Text passage:
You are viewing a plain text version of this content. The canonical link for it is here.

Posted to common-user@hadoop.apache.org by Vijay Rao <ra...@gmail.com> on 2010/05/09 08:49:19 UTC

Fundamental question

Hello,

I am just reading and understanding Hadoop and all the other components.
However I have a fundamental question for which I am not getting answers in
any of the online material that is out there.

1) If hadoop is used then all the slaves and other machines in the cluster
need to be formatted to have HDFS file system. If so what happens to the
tera bytes of data that need to be crunched? Or is the data on a different
machine?

2) Everywhere it is mentioned that the main advantage of map/reduce and
hadoop is that it runs on data that is available locally. So does this mean
that once the file system is formatted then I have to move my terabytes of
data and split them across the cluster?

Thanks
VJ

Re: Fundamental question

Posted by Joseph Stein <cr...@gmail.com>.

1) only the namenode is "formatted" and what happens is basically the
image file is created and prepped.  The image file holds the meta data
about how your files are stored on the cluster.

2)  The datanodes are not formatted in the conventional sense.  Their
(datanode) disk usage will grow only when data in the cluster grows
when they store data.  The moving of file is all automatic and depends
on your replication settings (defaulted to 3 nodes).  HDFS takes your
data, breaks it up into blocks and replicates them across the nodes
http://hadoop.apache.org/common/docs/current/hdfs_design.html#Data+Replication
.  When the Map/Reduce jobs run Hadoop will try to start those jobs on
the datanodes where the data already is (so as to not waste time
moving the data) otherwise it will move the data to nodes that can do
crunching (like if they are idle) to maximize the cluster use.

/*
Joe Stein
http://allthingshadoop.com
*/

On Sun, May 9, 2010 at 2:49 AM, Vijay Rao <ra...@gmail.com> wrote:
> Hello,
>
> I am just reading and understanding Hadoop and all the other components.
> However I have a fundamental question for which I am not getting answers in
> any of the online material that is out there.
>
> 1) If hadoop is used then all the slaves and other machines in the cluster
> need to be formatted to have HDFS file system. If so what happens to the
> tera bytes of data that need to be crunched? Or is the data on a different
> machine?
>
> 2) Everywhere it is mentioned that the main advantage of map/reduce and
> hadoop is that it runs on data that is available locally. So does this mean
> that once the file system is formatted then I have to move my terabytes of
> data and split them across the cluster?
>
> Thanks
> VJ
>

Re: Fundamental question

Posted by Bill Habermaas <bi...@habermaas.us>.

These questions are usually answered once you start using the system but 
I'll provide some quick answers.

1. Hadoop uses the local file system at each node to store blocks. The only 
part of the system that needs to be formatted is the namenode which is where 
Hadoop keeps track of the logical HDFS filesystem image that contains the 
directory structure, files and the datanodes where they reside. A file in 
HDFS is a sequence of blocks. When the file has a replication factor 
(usually 3) then each block has 3 exact copies that reside at different 
datanodes. This is important to remember for your second question.

Records excerpted from a collection:
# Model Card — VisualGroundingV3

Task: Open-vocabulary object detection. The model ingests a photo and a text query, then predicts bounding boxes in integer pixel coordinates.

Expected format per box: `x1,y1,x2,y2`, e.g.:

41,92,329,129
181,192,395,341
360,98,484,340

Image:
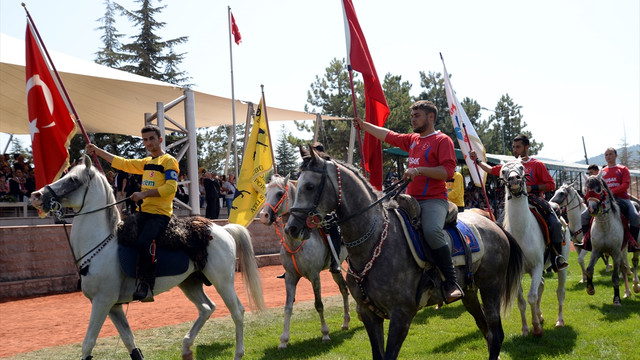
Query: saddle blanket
397,210,484,267
118,244,190,278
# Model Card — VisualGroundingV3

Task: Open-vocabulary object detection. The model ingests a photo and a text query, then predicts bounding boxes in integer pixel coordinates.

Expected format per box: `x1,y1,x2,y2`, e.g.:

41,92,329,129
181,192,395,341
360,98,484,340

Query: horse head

Problem statement: In the Hadoop thread, change "image file" to "metadata image" throughout the part that starts at "Posted by Joseph" and ends at "on the cluster.", then give that part again.

Correct output:
Posted by Joseph Stein <cr...@gmail.com>.

1) only the namenode is "formatted" and what happens is basically the
metadata image is created and prepped.  The metadata image holds the meta data
about how your files are stored on the cluster.